Repeat the data below exactly, with every entry included.

Dataset entries:
--------------------

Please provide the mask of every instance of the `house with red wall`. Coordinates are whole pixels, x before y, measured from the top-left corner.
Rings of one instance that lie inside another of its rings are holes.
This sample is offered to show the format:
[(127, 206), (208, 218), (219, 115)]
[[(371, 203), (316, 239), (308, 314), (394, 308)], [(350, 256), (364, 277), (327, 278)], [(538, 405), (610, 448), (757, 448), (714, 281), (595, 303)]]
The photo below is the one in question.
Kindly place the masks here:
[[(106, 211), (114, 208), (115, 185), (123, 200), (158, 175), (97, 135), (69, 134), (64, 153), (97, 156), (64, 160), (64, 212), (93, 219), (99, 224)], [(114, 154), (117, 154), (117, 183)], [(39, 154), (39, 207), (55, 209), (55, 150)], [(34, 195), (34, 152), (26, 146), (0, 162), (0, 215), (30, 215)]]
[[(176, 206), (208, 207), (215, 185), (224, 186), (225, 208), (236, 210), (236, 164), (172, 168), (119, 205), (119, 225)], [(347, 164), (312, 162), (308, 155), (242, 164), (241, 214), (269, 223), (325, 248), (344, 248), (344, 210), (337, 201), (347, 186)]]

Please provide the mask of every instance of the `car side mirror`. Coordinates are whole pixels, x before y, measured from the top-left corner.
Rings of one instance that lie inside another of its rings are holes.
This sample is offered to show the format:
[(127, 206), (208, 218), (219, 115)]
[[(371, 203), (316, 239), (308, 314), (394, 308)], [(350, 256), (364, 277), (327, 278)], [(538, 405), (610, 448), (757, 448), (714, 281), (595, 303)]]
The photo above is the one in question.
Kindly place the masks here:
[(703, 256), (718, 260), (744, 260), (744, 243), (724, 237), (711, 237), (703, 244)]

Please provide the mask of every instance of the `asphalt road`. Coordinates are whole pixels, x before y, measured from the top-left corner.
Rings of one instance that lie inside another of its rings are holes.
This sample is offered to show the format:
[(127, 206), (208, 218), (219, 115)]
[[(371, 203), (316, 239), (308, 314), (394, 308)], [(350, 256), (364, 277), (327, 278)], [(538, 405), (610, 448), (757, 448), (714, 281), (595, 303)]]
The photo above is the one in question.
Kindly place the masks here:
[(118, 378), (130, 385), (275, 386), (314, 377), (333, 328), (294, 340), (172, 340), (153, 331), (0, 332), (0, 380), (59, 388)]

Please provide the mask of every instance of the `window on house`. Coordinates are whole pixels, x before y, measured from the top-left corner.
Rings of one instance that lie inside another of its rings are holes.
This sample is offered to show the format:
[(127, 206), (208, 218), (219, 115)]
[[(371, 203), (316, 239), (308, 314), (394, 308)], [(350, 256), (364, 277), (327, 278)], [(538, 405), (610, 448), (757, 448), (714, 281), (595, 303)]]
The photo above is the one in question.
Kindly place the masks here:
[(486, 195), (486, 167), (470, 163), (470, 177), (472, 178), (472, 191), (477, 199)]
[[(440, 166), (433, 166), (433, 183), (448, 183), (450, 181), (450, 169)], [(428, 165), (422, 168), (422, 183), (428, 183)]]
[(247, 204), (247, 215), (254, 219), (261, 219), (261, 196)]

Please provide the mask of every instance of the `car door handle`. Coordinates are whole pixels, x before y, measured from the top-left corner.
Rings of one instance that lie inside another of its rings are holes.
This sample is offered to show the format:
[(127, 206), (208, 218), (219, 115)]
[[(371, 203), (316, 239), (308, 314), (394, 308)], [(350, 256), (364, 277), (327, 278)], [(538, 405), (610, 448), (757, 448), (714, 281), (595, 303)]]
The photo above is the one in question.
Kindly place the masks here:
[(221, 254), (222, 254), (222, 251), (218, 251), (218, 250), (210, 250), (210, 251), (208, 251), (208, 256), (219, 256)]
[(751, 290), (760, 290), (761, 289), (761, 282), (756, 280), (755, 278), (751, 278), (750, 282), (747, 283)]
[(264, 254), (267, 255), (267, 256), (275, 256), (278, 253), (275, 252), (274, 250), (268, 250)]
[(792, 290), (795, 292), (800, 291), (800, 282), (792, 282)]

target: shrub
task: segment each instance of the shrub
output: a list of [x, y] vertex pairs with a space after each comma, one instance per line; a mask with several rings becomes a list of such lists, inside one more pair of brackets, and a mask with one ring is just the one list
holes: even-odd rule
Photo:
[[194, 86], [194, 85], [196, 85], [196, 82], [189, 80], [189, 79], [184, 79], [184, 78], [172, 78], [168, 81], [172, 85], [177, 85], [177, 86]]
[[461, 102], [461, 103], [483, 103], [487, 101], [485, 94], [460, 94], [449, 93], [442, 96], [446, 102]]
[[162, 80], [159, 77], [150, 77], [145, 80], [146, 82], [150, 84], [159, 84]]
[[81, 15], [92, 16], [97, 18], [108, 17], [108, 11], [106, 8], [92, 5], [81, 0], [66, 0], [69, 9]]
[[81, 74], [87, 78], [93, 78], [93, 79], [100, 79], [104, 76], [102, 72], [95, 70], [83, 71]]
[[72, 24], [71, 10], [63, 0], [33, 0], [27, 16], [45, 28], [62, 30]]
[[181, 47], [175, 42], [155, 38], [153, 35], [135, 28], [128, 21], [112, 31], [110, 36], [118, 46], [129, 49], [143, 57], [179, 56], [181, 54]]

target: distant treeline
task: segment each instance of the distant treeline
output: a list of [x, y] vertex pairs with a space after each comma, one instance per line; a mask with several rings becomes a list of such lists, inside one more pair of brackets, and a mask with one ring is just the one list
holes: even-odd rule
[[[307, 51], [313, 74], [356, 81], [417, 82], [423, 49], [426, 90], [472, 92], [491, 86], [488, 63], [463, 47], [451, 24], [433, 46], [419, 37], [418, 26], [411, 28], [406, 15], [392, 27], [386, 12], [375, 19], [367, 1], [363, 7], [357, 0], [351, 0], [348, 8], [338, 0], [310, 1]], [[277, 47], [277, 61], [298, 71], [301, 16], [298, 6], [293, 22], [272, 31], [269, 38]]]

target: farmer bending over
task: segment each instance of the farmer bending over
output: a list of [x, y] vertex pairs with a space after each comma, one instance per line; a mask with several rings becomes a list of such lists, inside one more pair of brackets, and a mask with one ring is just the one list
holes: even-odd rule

--------------------

- **Result for this task**:
Please provide the mask of every instance of the `house with red wall`. Coordinates are whole pixels, x before y, measured from the top-left corner.
Rings of one instance that lie inside another of its rings are holes.
This sample is offered to show the format:
[(127, 206), (208, 218), (219, 115)]
[[(371, 203), (316, 239), (308, 314), (394, 308)], [(350, 256), (364, 277), (327, 278)], [(538, 405), (610, 448), (757, 448), (714, 281), (595, 303)]]
The photo below is the one in question.
Kindly place the masks here:
[[(106, 211), (114, 208), (115, 185), (123, 200), (158, 175), (97, 135), (69, 134), (64, 153), (97, 156), (64, 160), (64, 212), (93, 219), (99, 224)], [(114, 154), (117, 154), (117, 183)], [(39, 154), (39, 207), (55, 209), (55, 150)], [(34, 195), (34, 152), (26, 146), (0, 162), (0, 215), (30, 215)]]
[[(176, 206), (208, 207), (215, 185), (224, 186), (225, 208), (236, 210), (236, 164), (172, 168), (119, 205), (119, 225)], [(347, 164), (312, 162), (308, 155), (242, 164), (241, 214), (269, 223), (325, 248), (344, 248), (344, 210), (337, 201), (347, 186)]]

Please provide the mask of every instance of the `car side mirror`. Coordinates are whole pixels, x before y, measured from the top-left corner.
Rings of one instance that lie inside another of its rings are holes.
This sample is offered to show the format:
[(127, 206), (208, 218), (219, 115)]
[[(371, 203), (316, 239), (308, 314), (394, 308)], [(350, 256), (364, 277), (327, 278)], [(538, 405), (610, 448), (757, 448), (714, 281), (595, 303)]]
The photo above is the one in question.
Kindly place the masks here:
[(703, 256), (718, 260), (744, 260), (744, 243), (724, 237), (711, 237), (703, 244)]

Please provide the mask of every instance of the `asphalt road`. Coordinates are whole pixels, x before y, measured from the top-left corner.
Rings of one instance that lie inside another of its rings are holes.
This sample is offered to show the format:
[(127, 206), (208, 218), (219, 115)]
[[(371, 203), (316, 239), (308, 314), (394, 308)], [(350, 256), (364, 277), (327, 278)], [(538, 405), (610, 448), (757, 448), (714, 281), (595, 303)]]
The photo above is the one in question.
Kindly place the masks here:
[(118, 378), (130, 385), (275, 386), (314, 377), (333, 328), (294, 340), (172, 340), (153, 331), (0, 332), (0, 380), (59, 388)]

Please provide the mask of every instance of the `window on house`. Coordinates are whole pixels, x before y, measured from the top-left corner.
Rings of one instance that lie inside another of its rings are holes.
This sample is offered to show the format:
[(127, 206), (208, 218), (219, 115)]
[[(371, 203), (316, 239), (308, 314), (394, 308)], [(350, 256), (364, 277), (327, 278)], [(538, 405), (610, 448), (757, 448), (714, 281), (595, 303)]]
The photo above is the one in question.
Kindly place the masks here:
[(486, 195), (486, 167), (470, 163), (470, 177), (472, 178), (472, 191), (477, 199)]
[[(440, 166), (433, 166), (433, 183), (448, 183), (450, 181), (450, 169)], [(428, 165), (422, 168), (422, 183), (428, 183)]]
[(247, 204), (247, 215), (254, 219), (261, 219), (261, 196)]

Please provide the mask of every instance of the `car door handle`. Coordinates are whole pixels, x before y, measured from the top-left corner.
Rings of one instance that lie inside another of its rings are holes.
This sample is offered to show the format:
[(127, 206), (208, 218), (219, 115)]
[[(371, 203), (316, 239), (308, 314), (394, 308)], [(350, 256), (364, 277), (327, 278)], [(538, 405), (610, 448), (757, 448), (714, 281), (595, 303)]]
The photo above is the one in question.
Kindly place the masks here:
[(221, 254), (222, 254), (222, 251), (218, 251), (218, 250), (210, 250), (210, 251), (208, 251), (208, 256), (219, 256)]
[(751, 290), (760, 290), (761, 289), (761, 282), (756, 280), (755, 278), (751, 278), (750, 282), (747, 283)]
[(264, 254), (267, 255), (267, 256), (275, 256), (278, 253), (275, 252), (274, 250), (268, 250)]
[(792, 290), (795, 292), (800, 291), (800, 282), (792, 282)]

target: shrub
task: segment each instance of the shrub
output: a list of [x, y] vertex pairs with a space after each comma, one instance per line; a mask with several rings becomes a list of such lists, inside one more pair of brackets, and a mask with one ring is just the one list
holes: even-odd rule
Photo:
[[194, 86], [194, 85], [196, 85], [196, 82], [189, 80], [189, 79], [184, 79], [184, 78], [172, 78], [168, 81], [172, 85], [177, 85], [177, 86]]
[[461, 102], [461, 103], [483, 103], [487, 101], [485, 94], [460, 94], [449, 93], [442, 96], [446, 102]]
[[162, 80], [159, 77], [150, 77], [145, 80], [146, 82], [150, 84], [159, 84]]
[[81, 15], [92, 16], [97, 18], [108, 17], [108, 11], [106, 8], [92, 5], [81, 0], [66, 0], [69, 9]]
[[81, 74], [87, 78], [93, 78], [93, 79], [100, 79], [104, 76], [102, 72], [95, 70], [83, 71]]
[[72, 24], [71, 10], [63, 0], [33, 0], [27, 16], [45, 28], [62, 30]]
[[181, 47], [175, 42], [155, 38], [153, 35], [135, 28], [128, 21], [112, 31], [110, 36], [118, 46], [129, 49], [143, 57], [179, 56], [181, 54]]

target: distant treeline
task: segment each instance of the distant treeline
output: a list of [x, y] vertex pairs with a space after each comma, one instance per line; a mask with several rings becomes a list of such lists, inside one more pair of brackets, and a mask with one ring is just the one list
holes: even-odd rule
[[[307, 51], [313, 74], [356, 81], [417, 82], [423, 49], [426, 90], [472, 92], [491, 86], [488, 63], [463, 47], [451, 24], [433, 46], [419, 37], [418, 26], [411, 28], [406, 15], [392, 27], [386, 12], [375, 19], [367, 1], [363, 7], [357, 0], [351, 0], [348, 8], [338, 0], [310, 1]], [[277, 47], [277, 61], [298, 71], [301, 16], [298, 6], [293, 22], [272, 31], [269, 38]]]

target: farmer bending over
task: segment each instance of the farmer bending over
output: a list of [x, y] vertex pairs with a space after each comma, one instance per line; a mask with several rings becomes a list of such lists, inside one more pair of brackets, and a mask with one ring is just the one list
holes: even-odd rule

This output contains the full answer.